## Page extract

-=-=-

Get a behind-the-scenes look at an ambitious automotive project made with Unity from Varjo, the maker of industrial VR/XR headsets known for their superior visual quality in VR.
The team at Varjo is behind some of the most innovative projects in the world of mixed reality. They previously shared a photogrammetry-based environment they created in VR with us, and today they will share how they, together with Unity and Volvo, broke new ground on a demo that brings the real and virtual worlds together like never before.
Get a first-hand look at this project in-person at Unite Copenhagen. Volvo and Varjo will be on-site showcasing this experience, as well as speaking in multiple sessions:
The content below is courtesy of Varjo.
Mixed reality means blending virtual content with the real world. So far mixed reality has been accomplished with optical see-through, where the user sees digital objects augmented on top of reality through a pair of glasses. This is fine for portraying infographics or playing games, but for realistic scenes, it offers little value. Optical see-through devices can’t display black or opaque content on top of the real world. Everything appears hazy and holographic.
We at Varjo wanted to get rid of this limitation and be able to render photorealistic, opaque content – where it is impossible to distinguish between what is real and what is virtual. Our mission was to make photorealistic mixed reality possible with video pass-through. Video pass-through means using cameras to digitize the world in real-time, and then showing the combined result of real mixed with virtual to the user.
Before we could achieve this, we first needed a VR headset capable of displaying the real world in human-eye resolution. That is why we released our first human-eye resolution product VR-1, targeted for professional users, to the market in February 2019.

-=-=-

## Data rows
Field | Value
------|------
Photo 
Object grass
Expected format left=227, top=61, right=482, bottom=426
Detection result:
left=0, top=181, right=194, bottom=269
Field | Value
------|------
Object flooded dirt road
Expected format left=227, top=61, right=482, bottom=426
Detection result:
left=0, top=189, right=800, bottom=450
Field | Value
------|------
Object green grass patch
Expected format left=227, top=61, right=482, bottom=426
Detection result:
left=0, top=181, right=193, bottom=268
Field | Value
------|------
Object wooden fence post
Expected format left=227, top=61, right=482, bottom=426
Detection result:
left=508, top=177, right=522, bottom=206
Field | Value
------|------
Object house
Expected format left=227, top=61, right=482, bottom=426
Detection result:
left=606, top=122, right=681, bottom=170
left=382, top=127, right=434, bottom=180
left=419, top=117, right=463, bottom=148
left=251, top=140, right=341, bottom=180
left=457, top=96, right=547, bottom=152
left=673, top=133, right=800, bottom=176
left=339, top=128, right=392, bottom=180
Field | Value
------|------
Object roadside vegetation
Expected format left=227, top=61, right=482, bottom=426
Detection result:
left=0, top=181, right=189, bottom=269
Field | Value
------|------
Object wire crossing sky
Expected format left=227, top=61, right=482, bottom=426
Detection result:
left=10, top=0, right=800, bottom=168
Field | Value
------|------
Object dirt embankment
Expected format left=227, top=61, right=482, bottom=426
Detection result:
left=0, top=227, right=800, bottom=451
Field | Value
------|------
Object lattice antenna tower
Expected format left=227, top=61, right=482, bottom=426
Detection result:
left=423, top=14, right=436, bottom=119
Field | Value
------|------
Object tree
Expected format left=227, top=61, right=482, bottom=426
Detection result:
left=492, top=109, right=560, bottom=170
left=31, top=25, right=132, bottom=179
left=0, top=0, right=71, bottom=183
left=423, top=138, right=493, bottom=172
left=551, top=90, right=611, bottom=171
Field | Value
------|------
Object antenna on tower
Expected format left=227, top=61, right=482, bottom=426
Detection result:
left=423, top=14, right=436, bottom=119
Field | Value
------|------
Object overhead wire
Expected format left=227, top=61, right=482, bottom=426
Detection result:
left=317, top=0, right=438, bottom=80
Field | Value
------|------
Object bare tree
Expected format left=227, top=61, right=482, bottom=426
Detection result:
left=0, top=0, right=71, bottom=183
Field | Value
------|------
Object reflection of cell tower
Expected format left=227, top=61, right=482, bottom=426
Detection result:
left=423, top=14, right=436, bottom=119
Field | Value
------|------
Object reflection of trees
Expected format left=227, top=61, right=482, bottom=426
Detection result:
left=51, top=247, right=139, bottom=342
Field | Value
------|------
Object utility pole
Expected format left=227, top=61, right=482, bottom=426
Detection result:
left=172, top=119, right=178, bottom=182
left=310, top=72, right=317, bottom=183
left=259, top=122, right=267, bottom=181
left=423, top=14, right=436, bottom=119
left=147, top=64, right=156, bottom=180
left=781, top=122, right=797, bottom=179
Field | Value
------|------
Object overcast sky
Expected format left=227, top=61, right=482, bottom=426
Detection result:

-=-=-

## Short task A
In the mixed reality article, turn the paragraph starting "Mixed reality means blending virtual content" into a short bulleted list that keeps its main facts.
## Short task B
Answer these questions using the mixed reality article:
(i) Which two companies did Varjo work with on the demo?
(ii) What does video pass-through use to digitize the world in real time?
(iii) In what month and year was the VR-1 released?

## Written reply A
- Mixed reality blends virtual content with the real world.
- Until now, it has been done with optical see-through: glasses that lay digital objects over reality.
- This works for infographics or games but offers little value for realistic scenes.
- Optical see-through devices can't display black or opaque content over the real world, so everything looks hazy and holographic.

## Written reply B
(i) Unity and Volvo
(ii) Cameras
(iii) February 2019